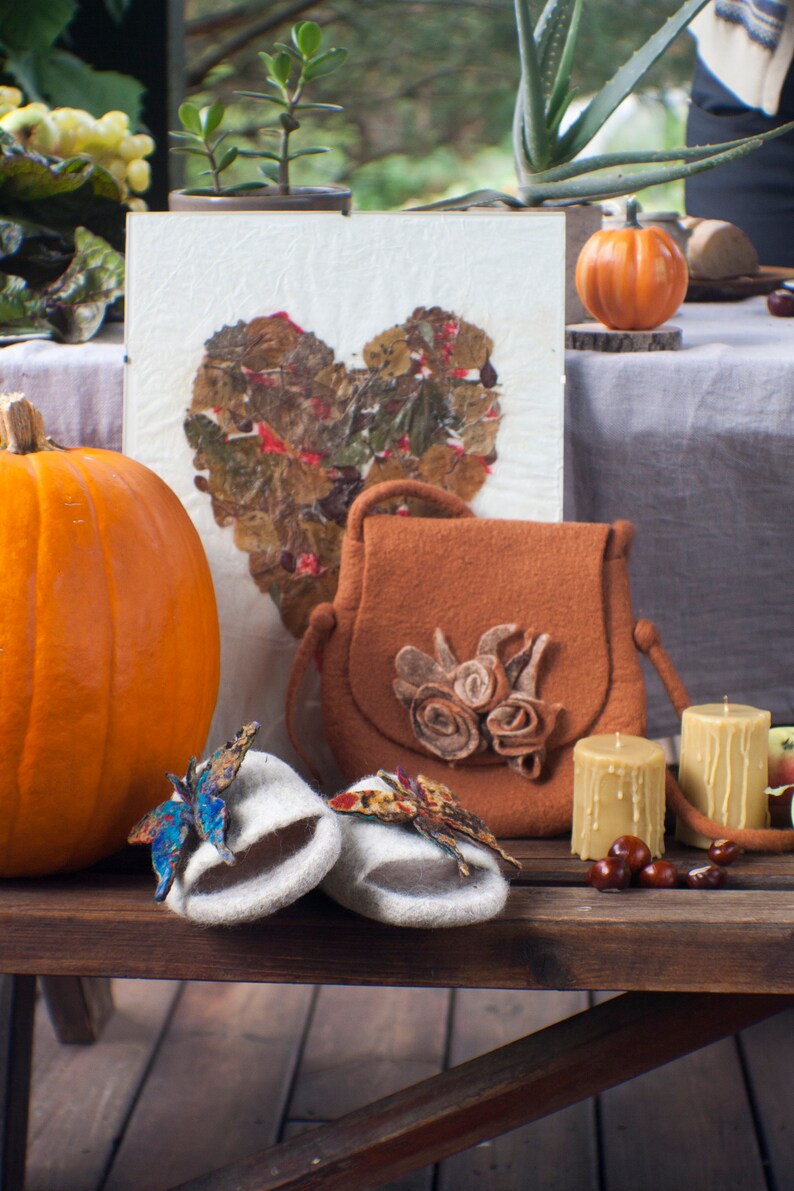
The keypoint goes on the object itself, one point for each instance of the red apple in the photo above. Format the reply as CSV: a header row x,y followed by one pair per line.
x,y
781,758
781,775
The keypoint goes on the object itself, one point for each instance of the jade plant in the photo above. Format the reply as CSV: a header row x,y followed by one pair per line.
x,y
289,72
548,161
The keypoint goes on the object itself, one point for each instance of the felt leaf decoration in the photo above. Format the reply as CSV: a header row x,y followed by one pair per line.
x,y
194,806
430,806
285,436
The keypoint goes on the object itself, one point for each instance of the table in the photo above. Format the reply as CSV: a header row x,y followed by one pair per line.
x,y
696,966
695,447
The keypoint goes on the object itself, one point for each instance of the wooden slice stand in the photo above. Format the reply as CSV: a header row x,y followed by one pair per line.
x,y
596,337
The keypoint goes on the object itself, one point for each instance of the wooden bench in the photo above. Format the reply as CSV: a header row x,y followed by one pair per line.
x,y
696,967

» Exercise task:
Convert all the material above into a Markdown table with the columns Row and Text. Give each nonblank line its own numbered row and omit the pictures.

» Task response:
| Row | Text |
|---|---|
| 1 | The keypoint goes on the object itself, one point for each instance of the red apple in the photo above. Format the reply as CSV: a header row x,y followed by one pair per line. |
| 2 | x,y |
| 3 | 781,758 |
| 4 | 781,775 |
| 5 | The keypoint goes on the object itself, one point for each instance of the jade plant in the photo above. Format the reply as CSV: a header row x,y followed by one pair per line. |
| 6 | x,y |
| 7 | 289,72 |
| 8 | 548,161 |
| 9 | The keypoint goes on the object itself, one point for each instance of the felt leaf decoration in the photo above. Format the reply as CSV: a header row x,y followed by one pair per line. |
| 10 | x,y |
| 11 | 194,806 |
| 12 | 430,806 |
| 13 | 285,436 |
| 14 | The keypoint goes on the object itself, one point for each instance of the table in the photo above. Format the reply as CSV: a header row x,y followed by one pair per line. |
| 15 | x,y |
| 16 | 696,966 |
| 17 | 695,447 |
| 18 | The keypoint goes on the object itself, one point for each instance of the wooden slice stand in the photo above. Format the reply as CSV: a header row x,y followed by one pair per line. |
| 19 | x,y |
| 20 | 596,337 |
| 21 | The keypoint goes on the object itself, one point for each instance of the wooden bench in the photo above. Format the reply as CSV: a header row x,y followed by one pair per line. |
| 22 | x,y |
| 23 | 696,967 |